─── TEXTO DE ORIGEN
Así las cosas, la prometida visita del presidente argelino, Abdelmadjid Tebboune, a Francia, sigue sin fecha. Sólo la semana pasada el mandatario argelino anunciaba el regreso a París del embajador argelino en Francia. Pero el veterano mandatario dejaba claro un mensaje: “Nuestras relaciones con Francia son fluctuantes”.
Si las relaciones con Argelia son susceptibles de mejora en las próximas semanas, con Marruecos el escenario es mucho más oscuro. Después de meses tumultuosos marcados por el supuesto espionaje marroquí con el programa Pegasus al propio presidente galo y el enfado en Rabat por la reducción del número de visados concedidos desde Francia a los ciudadanos marroquíes, Macron prometía, al regresar a Francia desde Argelia, una visita a Marruecos para finales del pasado mes de octubre, cosa que no se ha producido –ni hay visos de que vaya a ocurrir- transcurrido cinco meses después.
La visita a Rabat de la ministra de Exteriores Catherine Colonna en diciembre para anunciar el fin de la crisis de las visas no bastó. El clima en el Marruecos oficial y oficialista sigue siendo crudo con Francia, a la que se acusa de neocolonialista y supremacista. En un discurso pronunciado en París a finales de febrero Macron aseguraba que su voluntad era “avanzar con Marruecos” y que las relaciones personales con el rey Mohamed VI eran “amistosas”. Desde Rabat se respondía a través del semanario Jeune Afrique poco después de manera contundente: las relaciones entre Marruecos y Francia no son “ni buenas ni amistosas”.
En el fondo del agrio tono utilizado por líderes de opinión marroquíes y la actitud dura y distante de las autoridades de la monarquía alauita late el mismo reproche y deseo que con España meses atrás: lograr que Francia apoye de una manera más decidida que hasta ahora la marroquinidad del Sáhara Occidental. No parece que París esté dispuesto a moverse de los términos cuidadosamente elegidos para referirse al plan de autonomía marroquí –“una base de discusiones seria y creíble”- con el que Rabat pretende solucionar el diferendo en torno a la antigua colonia española. En suma, tanto desde Argelia como desde Rabat el reproche es básicamente el mismo: una Francia anclada en el pasado, cínica e incapaz de percibir que sus dos antiguas colonias norteafricanas han alcanzado la mayoría de edad y tienen agenda e intereses propios y no siempre coincidentes con los del Elíseo.
──────
─── CONTENIDO DEL CONJUNTO
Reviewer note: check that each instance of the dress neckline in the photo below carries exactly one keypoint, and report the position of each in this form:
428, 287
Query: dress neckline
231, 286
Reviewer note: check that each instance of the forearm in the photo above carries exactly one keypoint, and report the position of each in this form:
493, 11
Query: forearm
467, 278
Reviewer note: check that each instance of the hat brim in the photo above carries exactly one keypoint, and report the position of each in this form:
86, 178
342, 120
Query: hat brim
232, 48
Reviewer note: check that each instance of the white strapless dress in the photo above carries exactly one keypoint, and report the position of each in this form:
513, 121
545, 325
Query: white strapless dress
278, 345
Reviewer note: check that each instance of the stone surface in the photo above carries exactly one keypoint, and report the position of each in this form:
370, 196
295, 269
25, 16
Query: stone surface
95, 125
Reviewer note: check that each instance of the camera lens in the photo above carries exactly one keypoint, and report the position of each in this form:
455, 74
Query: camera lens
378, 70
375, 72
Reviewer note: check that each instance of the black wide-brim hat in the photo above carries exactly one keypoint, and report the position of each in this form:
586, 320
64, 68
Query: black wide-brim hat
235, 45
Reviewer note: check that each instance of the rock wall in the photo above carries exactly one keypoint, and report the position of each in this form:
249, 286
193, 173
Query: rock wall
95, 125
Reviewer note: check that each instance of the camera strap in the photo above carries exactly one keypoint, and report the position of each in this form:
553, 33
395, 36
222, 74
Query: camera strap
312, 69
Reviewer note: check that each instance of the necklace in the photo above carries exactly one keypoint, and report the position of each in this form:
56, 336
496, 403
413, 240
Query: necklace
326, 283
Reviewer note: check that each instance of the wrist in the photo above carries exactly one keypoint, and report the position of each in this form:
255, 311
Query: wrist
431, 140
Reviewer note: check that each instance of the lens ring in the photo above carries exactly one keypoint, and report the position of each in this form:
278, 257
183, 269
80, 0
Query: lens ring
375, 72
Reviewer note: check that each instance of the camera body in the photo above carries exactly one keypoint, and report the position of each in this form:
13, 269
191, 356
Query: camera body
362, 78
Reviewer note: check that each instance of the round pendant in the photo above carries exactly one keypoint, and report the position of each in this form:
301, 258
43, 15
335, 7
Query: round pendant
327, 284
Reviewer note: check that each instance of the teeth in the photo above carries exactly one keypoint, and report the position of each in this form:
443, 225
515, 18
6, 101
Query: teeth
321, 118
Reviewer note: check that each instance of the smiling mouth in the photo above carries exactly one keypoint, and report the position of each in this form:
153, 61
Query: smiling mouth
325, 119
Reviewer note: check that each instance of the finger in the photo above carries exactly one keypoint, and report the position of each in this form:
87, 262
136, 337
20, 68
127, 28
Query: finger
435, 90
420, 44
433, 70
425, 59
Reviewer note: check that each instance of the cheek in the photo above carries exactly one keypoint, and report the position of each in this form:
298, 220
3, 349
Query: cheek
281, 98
──────
* _QUÉ HACER_
A. Según el texto sobre las relaciones de Francia con Argelia y Marruecos, ¿para cuándo prometió Macron una visita a Marruecos?
B. Continúa el texto sobre las relaciones de Francia con Argelia y Marruecos a partir de su última oración.

* _RESULTADOS_
A. Para finales del pasado mes de octubre.

B.
“África es para Francia un reto mayor. Es necesario relanzar verdaderas asociaciones y evitar situarse en la posición de quien da lecciones”, recomendaba el director del IRIS Pascal Boniface. Con todo, la historia lo demuestra, este tipo de procesos de sustitución no suele darse nunca de la noche a la mañana. Francia es, no hay demasiadas dudas sobre ello, una potencia media y declinante de una Europa incapaz de concebir una política exterior común en un mundo que vira cada vez más hacia Asia. Pero, muerta la Françafrique y a falta de diseñar una estrategia africana atractiva, empática y pragmática, Francia seguirá gozando de un peso relativo, mayor que el resto de países europeos, en el continente. La tradición africanista de la diplomacia francesa no se evaporará de la noche a la mañana, y la red de intereses galos en el Magreb seguirá representando una realidad persistente en los próximos años.